SELECTED TEXT:
+ + +

Many questions will be answered by referring to these materials first.
For additional questions regarding scoring the NYSESLAT, please contact Harcourt’s Customer Support Center (CSC) at 1-800-763-2306 or e-mail customersupportcenter@harcourt.com.
General:
Q: Who can score the NYSESLAT Writing?
A: The person responsible for administering/scoring the NYSESLAT must
be a certified teacher or administrator, able to carry out standard examination
procedures, and must have special training in administering/scoring the NYSESLAT.
To ensure accurate and reliable results, the examiner should become thoroughly
familiar with these procedures before attempting to administer/score the test.
Q: Does the NYSESLAT Writing Scoring require one or two scorers
per student test this year?
A: Since the multiple choice is machine scored, only one teacher is
necessary to score the Prewriting and Writing sections.
Q: Can itinerant teachers travel from building to building
with the documents to facilitate their scoring process?
A: No, teachers should not be traveling with test materials
from building to building. However, if tests will be scored at an off-site
location, all test materials must be securely packaged, and provisions in the
examination storage certificate found in the NYSESLAT School Administrator’s
Manual must be adhered to.
Q: What is Holistic Scoring?
A: It is an evaluation of what the student says, not how the
student says it. It consists of assigning a single score based on a rater’s
overall impression of a student’s response. It concentrates on comprehensible
and meaningful content rather than solely on the length of writing and sentence-level
skills. Some questions considered during Holistic Scoring are:
Q: What is an Anchor Set?

+ + +

AIM: Resume the NYSESLAT scoring questions and answers, picking up after the final line shown.

Stored records:
+ + +

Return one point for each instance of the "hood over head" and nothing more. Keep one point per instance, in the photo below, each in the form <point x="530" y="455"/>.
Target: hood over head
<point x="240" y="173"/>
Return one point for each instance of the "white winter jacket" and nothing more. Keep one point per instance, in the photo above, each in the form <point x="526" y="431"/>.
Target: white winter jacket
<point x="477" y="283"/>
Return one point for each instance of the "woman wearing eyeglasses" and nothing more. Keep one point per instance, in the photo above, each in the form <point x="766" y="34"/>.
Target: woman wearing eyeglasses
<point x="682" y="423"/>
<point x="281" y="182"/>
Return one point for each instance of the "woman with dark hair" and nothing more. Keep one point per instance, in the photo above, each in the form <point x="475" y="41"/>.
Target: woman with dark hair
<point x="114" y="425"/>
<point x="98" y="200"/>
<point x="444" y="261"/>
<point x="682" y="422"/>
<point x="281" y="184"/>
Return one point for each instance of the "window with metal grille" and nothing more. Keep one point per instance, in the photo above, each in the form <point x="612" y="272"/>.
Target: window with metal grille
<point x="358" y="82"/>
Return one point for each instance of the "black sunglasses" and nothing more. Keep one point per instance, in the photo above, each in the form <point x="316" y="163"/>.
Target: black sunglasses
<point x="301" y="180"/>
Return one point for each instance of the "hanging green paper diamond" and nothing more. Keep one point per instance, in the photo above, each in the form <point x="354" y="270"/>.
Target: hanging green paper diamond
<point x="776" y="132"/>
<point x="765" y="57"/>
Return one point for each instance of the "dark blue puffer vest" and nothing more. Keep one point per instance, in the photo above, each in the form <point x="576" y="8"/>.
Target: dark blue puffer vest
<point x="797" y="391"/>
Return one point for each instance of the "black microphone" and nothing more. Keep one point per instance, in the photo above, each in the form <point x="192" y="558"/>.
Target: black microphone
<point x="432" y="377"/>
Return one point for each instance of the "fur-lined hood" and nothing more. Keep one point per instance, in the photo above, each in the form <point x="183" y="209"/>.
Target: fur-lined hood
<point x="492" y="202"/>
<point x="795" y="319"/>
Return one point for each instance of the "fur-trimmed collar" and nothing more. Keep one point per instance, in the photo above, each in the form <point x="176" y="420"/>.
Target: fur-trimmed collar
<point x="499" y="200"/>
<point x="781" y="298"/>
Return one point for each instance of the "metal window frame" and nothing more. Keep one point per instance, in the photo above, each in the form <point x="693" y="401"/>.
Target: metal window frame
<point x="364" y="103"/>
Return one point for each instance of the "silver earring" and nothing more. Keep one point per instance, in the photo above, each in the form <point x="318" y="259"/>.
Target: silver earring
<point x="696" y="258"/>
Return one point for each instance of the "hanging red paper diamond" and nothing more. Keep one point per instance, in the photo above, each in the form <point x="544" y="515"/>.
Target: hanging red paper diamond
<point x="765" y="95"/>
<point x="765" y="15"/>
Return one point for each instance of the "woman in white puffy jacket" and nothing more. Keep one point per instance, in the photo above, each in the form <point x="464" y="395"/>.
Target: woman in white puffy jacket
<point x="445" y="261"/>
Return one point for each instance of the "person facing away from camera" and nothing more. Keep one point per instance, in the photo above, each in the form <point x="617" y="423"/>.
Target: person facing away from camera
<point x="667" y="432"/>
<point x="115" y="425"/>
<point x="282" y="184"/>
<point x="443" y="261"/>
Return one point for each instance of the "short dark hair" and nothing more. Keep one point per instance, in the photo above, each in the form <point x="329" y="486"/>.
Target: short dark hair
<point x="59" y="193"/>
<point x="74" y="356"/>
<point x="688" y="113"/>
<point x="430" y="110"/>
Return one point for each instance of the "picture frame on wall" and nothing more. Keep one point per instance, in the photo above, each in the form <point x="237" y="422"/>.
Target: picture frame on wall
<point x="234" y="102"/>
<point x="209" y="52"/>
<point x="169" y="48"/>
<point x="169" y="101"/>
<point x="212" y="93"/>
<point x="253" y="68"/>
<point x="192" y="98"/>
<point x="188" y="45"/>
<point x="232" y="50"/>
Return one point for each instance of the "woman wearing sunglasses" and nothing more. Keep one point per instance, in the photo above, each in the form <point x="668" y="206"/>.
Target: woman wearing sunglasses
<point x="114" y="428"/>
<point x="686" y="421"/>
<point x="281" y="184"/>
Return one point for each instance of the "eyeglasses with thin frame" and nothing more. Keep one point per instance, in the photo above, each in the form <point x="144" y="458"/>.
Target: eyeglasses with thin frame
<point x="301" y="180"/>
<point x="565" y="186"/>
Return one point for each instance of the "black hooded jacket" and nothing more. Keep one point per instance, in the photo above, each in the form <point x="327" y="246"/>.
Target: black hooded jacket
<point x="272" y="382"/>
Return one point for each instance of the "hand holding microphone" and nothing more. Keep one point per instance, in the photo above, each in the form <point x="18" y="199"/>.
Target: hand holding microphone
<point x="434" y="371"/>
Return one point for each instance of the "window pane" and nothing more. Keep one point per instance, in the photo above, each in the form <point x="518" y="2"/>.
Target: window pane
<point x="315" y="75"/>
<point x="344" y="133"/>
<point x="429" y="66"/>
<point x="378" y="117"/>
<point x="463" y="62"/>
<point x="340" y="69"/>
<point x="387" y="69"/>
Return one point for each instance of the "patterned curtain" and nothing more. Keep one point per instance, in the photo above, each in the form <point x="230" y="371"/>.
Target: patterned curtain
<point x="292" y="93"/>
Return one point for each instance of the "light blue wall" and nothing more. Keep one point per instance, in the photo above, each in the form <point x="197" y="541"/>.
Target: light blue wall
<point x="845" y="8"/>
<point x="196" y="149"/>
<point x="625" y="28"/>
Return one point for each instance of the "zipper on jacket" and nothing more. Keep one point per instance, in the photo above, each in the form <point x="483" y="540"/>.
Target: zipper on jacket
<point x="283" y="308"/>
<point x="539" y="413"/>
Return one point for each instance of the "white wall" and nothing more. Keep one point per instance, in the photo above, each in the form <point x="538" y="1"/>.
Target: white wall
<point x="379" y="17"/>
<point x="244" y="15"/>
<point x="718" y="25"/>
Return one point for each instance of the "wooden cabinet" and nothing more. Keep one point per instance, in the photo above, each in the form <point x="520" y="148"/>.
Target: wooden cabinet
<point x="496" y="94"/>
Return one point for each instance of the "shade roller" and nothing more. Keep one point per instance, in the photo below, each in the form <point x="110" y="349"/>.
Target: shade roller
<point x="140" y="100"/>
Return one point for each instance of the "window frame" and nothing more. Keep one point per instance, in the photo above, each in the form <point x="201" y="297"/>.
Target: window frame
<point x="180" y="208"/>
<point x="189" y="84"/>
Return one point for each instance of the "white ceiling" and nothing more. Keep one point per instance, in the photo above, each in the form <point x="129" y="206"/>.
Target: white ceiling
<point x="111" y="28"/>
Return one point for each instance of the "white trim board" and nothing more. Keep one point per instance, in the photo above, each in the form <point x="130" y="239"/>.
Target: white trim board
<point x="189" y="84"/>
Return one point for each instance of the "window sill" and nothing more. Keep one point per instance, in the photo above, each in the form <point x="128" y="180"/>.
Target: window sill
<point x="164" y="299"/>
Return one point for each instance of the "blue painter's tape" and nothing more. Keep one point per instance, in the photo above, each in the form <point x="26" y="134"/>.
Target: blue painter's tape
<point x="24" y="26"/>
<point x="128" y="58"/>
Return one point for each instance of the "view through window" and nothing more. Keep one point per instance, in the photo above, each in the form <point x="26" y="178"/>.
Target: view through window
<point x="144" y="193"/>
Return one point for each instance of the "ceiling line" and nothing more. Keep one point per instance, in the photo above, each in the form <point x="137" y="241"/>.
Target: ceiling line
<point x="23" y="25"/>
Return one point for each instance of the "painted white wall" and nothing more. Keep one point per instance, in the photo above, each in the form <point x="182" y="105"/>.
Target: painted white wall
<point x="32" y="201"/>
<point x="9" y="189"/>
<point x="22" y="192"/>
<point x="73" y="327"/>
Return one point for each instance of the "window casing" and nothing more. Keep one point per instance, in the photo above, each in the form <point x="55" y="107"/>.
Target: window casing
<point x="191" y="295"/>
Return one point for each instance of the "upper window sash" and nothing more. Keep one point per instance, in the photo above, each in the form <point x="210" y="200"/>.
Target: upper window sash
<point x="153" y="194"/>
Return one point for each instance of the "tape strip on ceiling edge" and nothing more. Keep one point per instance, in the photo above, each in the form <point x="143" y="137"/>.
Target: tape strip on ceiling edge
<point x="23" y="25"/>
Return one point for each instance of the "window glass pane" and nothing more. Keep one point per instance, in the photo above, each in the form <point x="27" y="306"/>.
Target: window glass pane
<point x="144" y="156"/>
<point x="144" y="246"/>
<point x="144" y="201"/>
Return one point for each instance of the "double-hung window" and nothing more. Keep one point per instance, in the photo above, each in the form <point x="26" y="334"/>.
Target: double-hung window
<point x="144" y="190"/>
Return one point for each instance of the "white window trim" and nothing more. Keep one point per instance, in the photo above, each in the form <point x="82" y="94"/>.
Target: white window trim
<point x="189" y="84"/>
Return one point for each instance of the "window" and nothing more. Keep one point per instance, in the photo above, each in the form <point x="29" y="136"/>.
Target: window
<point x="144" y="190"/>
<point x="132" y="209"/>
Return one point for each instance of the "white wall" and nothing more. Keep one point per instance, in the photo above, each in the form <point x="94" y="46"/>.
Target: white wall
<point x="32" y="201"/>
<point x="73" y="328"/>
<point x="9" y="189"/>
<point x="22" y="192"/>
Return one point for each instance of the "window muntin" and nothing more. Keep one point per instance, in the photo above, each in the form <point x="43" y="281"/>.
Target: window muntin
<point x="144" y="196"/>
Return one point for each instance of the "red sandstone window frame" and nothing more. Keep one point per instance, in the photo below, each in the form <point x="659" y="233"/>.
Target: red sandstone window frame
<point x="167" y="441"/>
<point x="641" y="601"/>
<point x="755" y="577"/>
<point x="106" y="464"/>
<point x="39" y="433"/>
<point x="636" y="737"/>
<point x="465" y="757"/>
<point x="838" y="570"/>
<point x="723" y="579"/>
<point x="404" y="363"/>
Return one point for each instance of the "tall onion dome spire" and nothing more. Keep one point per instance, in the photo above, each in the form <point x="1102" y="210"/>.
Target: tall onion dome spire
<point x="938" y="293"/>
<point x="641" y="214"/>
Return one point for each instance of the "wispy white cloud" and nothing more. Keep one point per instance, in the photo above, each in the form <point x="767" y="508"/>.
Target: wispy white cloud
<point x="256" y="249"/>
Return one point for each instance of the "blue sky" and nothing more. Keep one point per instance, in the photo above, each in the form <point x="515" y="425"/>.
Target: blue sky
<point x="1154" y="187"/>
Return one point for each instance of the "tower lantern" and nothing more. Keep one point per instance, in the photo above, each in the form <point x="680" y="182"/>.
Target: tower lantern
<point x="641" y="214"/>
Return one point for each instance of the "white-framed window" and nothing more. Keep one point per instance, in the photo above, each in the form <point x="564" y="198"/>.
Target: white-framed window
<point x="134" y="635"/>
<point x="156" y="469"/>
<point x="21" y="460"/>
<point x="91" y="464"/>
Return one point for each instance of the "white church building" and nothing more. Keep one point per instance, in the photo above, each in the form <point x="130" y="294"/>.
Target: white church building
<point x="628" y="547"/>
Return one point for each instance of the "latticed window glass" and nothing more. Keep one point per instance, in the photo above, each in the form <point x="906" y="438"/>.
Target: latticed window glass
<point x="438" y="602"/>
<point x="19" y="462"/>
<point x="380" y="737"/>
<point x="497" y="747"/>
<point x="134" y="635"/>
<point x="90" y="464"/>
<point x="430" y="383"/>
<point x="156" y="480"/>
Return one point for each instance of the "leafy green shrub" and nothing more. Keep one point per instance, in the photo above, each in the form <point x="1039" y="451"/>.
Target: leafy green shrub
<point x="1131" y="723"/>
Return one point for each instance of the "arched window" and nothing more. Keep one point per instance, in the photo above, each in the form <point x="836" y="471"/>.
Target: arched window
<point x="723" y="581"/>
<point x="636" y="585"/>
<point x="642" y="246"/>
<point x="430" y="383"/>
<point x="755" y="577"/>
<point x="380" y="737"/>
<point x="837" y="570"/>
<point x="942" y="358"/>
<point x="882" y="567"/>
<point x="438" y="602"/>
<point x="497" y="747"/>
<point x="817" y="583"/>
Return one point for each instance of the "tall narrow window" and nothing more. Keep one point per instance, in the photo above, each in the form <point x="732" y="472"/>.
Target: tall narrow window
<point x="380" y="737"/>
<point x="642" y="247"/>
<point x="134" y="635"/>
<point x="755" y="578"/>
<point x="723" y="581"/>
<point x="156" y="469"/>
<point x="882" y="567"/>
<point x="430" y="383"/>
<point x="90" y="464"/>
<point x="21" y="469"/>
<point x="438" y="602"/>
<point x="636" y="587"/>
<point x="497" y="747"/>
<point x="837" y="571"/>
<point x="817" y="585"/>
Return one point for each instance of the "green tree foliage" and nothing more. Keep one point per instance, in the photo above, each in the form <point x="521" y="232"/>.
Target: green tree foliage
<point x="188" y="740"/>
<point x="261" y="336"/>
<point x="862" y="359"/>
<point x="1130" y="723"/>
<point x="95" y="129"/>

+ + +

RESPONSE:
A: It is a clear-cut example of the rubric score points and a sampling
that represents different types of papers at each score point. Usually containing
two to three student responses per score point, the anchor sets are used for
comparison with other papers—both in training and live scoring. Anchors
enable the reader to internalize the score points, which leads to consistency
and accuracy in scoring. The anchors are also used as reference points when
making scoring decisions.
Q: If a teacher fails to read a prompt exactly as it appears
in the Directions for Administration (DFA) document, should the students’ responses
be rated based on the teacher’s “misread” prompt or based
on the prompt as it appears in the DFA?
A: Students’ responses must be rated based on the prompt
that appears in the DFA document.
Writing Questions:
Q: If a writing response is not related to the prompt in any
way, how should it be scored?
A: If a response is completely off topic and has no contextual relevancy
to the Writing prompt, it should be given a score point zero, regardless of
how well it is written. However, since the Writing prompts are graphic-based
with very little text, if a student chooses to write about a recognizable part
of the graphic or only addresses the writing prompt, the response should be
considered relevant and should be scored according to the rubric.
Q: Since each level of the test covers several grades, should
the scorer consider the grade level of the student in scoring the writing section?
A: No. The score received by students in different grade levels is reflected
by their placement on the vertical scale, but their performance level is indicated
by their grade-standing within the grade level, as defined by the standard-setting
committee.
Students with Disabilities:
Q: I currently have a student who has an IEP. His testing modifications
say he should not be graded on spelling. How will that apply to the NYSESLAT
since spelling is part of the assessment?
A: Teachers can score the writing without taking into consideration
spelling when students have an IEP that explicitly disallows scoring spelling.
Moreover, the rubric is holistic, and spelling is only a very small component,
so this type of scoring should not greatly affect the validity of the score.